◆ Dokument:

Przeczytałem wiele tematów na temat oprogramowania do podziału dysku i mam mieszane uczucia. Jedni polecają GParted, drudzy EASEUS i tu piszą, że ten program źle przeprowadza partycję i są błedy w sektorach. To samo dotyczy particion wizard 9.0 firmy Minitool. Nie wiem już jaki wybrać, choc ostatniu tu wyczytałem i nie tylko, że chwalą program AOMEI.
Więc jaki polecacie? Muszę na windows 7 rozszerzyć dysk C, bo mam 80GB a zajęte mam nie całe 60GB. Chcę dodac około 30 GB z dysku D.
P.S. Wiem, że dział dotyczy poszukiwania oprogramowania, choć czytelnicy mogą odnieść wrażenie, że mam problem z podziałem. Nic mylnego, ja szukam programu.
Wiele razy korzystałem z EASEUS i wszystko przebiegło bez najmniejszych problemów. Podstawowa zasada przed rozpoczęciem takich operacji to sprawdzenie dysków pod kątem błędów, opróżnienie TEMP-a oraz defragmentacja.
Dobrze też mieć UPS-a lub naładowaną baterię w laptopie.
Używam Gparted od dłuższego czasu i nie mam z nim problemu. ale wiadomo wszystko się może stać podczas operacji zmiany rozmiaru zdefragmentuj partycje C oraz d oraz przeprowadź szybki test chkdsk czy nie ma błędów
według mnie najlepszy jest AOMEI nie jest tak zawaolny jak np EASEUS w wersji free jest już sporo a jak potrzebne ci jakieś zaawansowane opcje zawsze można z triala skorzystać.
według mnie EASEUS robi się coraz gorszy wiedzą że stał się popularny i coraz wiekszy syf się z niego robi.

◆ Zapisane dane:
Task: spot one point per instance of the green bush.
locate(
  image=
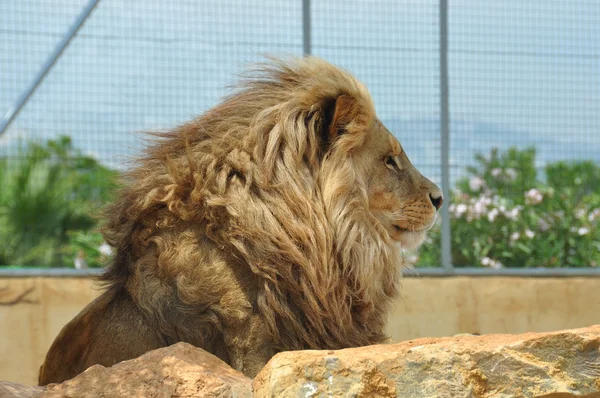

◆ Polecenie: Kontynuuj dyskusję o programach do partycjonowania dysku, zaczynając od następnego zdania po ostatnim.

◆ Wynik zadania:
co do bezpieczenstwa zawsze wolałem gparted bo po prostu działa niezależnie od systemu i jest na linuxie.
warto zdefragmentować dysk przed i po. np defraglerem.
Nikt nie może dać Ci do końca gwarancji.że nic się nie stanie. Przeprowadzam takie operacje często i podczas zmiany rozmiaru tylko raz zakończyło się to nie powodzeniem ale to kilka dobrych lat temu, jeżeli będziesz działał na laptopie koniecznie podepnij zasilanie. Pamiętaj o defragmentacji i spr błędów
Ale ja nie zamierzam uciekać od defragmentacji dysku C i D:) wykorzystam narzędzie w Windows 7 i jadę z koksem. Kurcze, moglem od razu dac 100GB i nie bujać się, jak to teraz będę to robił.
Nie polecałbym narzędzia systemowego, o wiele bezpieczniej zrobić to narzędziem zewnętrznym poza tym chyba za pomocą narzędzia wbudowanego w windows nie zmniejszysz rozmiaru partycji d na początku. możesz uciąć tylko pusty obszar
Co takiego? z przodu ucinać partycje a nie z tyłu? wiele razy czytałem, że wystarczy zabrać N GB z dysku drugiego aby można było dołączyć do partycji C a nie bawić się w podłączanie z przodu i tylu. Jak tak mam sie bawić, to wolę zdeinstalować system i na nowo zainstalować, tylko po co, jak błędów nie mam i dobrze mi chodzi komputer.
I tu się nie zgodzę z tobą, bo wiem o czym piszę. Ty jednaknapisales tak, jak bym mial awarie dysku. O dziwo, dziś właśnie kuplowi robiłem to i nie musiałem tak się bawić. zabrałem z D 10GB i dołaczyłem do C i problemów nie ma:)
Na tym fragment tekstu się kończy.